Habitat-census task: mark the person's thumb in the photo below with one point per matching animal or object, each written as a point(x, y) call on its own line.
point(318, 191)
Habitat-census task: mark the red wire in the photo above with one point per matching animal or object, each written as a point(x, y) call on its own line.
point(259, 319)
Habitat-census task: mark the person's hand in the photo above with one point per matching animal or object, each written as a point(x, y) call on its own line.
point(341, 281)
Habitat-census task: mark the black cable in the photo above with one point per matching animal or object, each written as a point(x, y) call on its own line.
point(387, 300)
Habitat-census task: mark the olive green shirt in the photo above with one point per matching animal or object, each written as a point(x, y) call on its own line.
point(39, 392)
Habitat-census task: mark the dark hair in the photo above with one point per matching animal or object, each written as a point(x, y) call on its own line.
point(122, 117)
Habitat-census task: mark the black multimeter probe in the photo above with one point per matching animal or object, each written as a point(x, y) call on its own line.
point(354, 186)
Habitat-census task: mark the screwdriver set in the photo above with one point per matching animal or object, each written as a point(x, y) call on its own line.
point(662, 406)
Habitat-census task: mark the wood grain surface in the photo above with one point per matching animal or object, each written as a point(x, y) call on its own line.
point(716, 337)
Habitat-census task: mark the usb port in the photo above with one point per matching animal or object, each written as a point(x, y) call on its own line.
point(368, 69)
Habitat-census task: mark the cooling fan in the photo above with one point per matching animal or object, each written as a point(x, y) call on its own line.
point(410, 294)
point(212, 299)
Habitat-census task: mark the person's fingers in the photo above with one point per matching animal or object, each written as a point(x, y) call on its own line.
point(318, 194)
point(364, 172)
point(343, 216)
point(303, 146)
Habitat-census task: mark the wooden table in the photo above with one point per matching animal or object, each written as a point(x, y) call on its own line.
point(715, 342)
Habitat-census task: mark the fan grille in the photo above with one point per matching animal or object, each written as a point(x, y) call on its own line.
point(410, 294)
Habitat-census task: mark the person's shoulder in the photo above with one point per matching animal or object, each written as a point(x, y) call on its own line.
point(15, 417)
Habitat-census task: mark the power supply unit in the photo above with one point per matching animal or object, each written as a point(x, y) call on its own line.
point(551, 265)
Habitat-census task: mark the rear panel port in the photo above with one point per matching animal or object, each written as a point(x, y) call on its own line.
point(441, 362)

┄┄┄┄┄┄

### Exercise details
Output all of the data exactly as given.

### Solved problem
Habitat-census task: mark the person's thumb in the photo below with one point per matching animal or object, each written as a point(x, y) call on its own line.
point(318, 191)
Habitat-census task: mark the red wire in the photo above with one point per matching animal or object, each written as a point(x, y) call on its own line.
point(259, 319)
Habitat-census task: mark the person's hand in the photo above with one point per matching animal or object, each written as a point(x, y) call on its own line.
point(341, 281)
Habitat-census task: mark the black cable in the photo above with one point per matching animal or object, each written as a point(x, y) call on its own line.
point(387, 300)
Habitat-census task: mark the olive green shirt in the photo above with one point per matching animal or object, each written as a point(x, y) call on its own line.
point(39, 392)
Habitat-census task: mark the dark hair in the photo above with one point per matching animal or object, each written as a point(x, y) call on its own line.
point(122, 117)
Habitat-census task: mark the black multimeter probe in the photo above with one point per matching animal or object, each written as a point(x, y) call on its own line.
point(354, 186)
Habitat-census task: mark the screwdriver set in the photo above with one point per matching animal or object, each written as a point(x, y) call on its own line.
point(662, 406)
Habitat-census task: mark the wood grain surface in the photo above with one point per matching animal or object, each written as a point(x, y) call on its own line.
point(716, 337)
Habitat-census task: mark the usb port in the photo above with one point per matching animal or object, each written as a point(x, y) call on its own line.
point(368, 69)
Habitat-census task: mark the cooling fan in the photo above with one point per matching animal or object, each written as a point(x, y) call on its own line.
point(410, 294)
point(212, 299)
Habitat-census task: mark the person's fingers in the photo above with one point per matching animal or object, each written as a point(x, y) call on its own line.
point(318, 194)
point(364, 172)
point(343, 216)
point(303, 146)
Habitat-census task: mark the wooden table in the photo above with one point per matching animal or object, each written as a point(x, y) call on its own line.
point(715, 342)
Habitat-census task: mark the fan grille in the photo above with one point per matching animal or object, each written as a point(x, y) call on its own line.
point(410, 294)
Habitat-census task: mark the person's shoulder in the photo above with one point per matching animal or object, each written as a point(x, y) call on its own line.
point(15, 417)
Habitat-census task: mark the power supply unit in the photo above with one point per matching animal or object, each written as a point(x, y) call on its own line.
point(551, 265)
Habitat-census task: mark the rear panel port in the photo above with one point per matching animal or object, each written as a point(x, y) call on its own line.
point(441, 362)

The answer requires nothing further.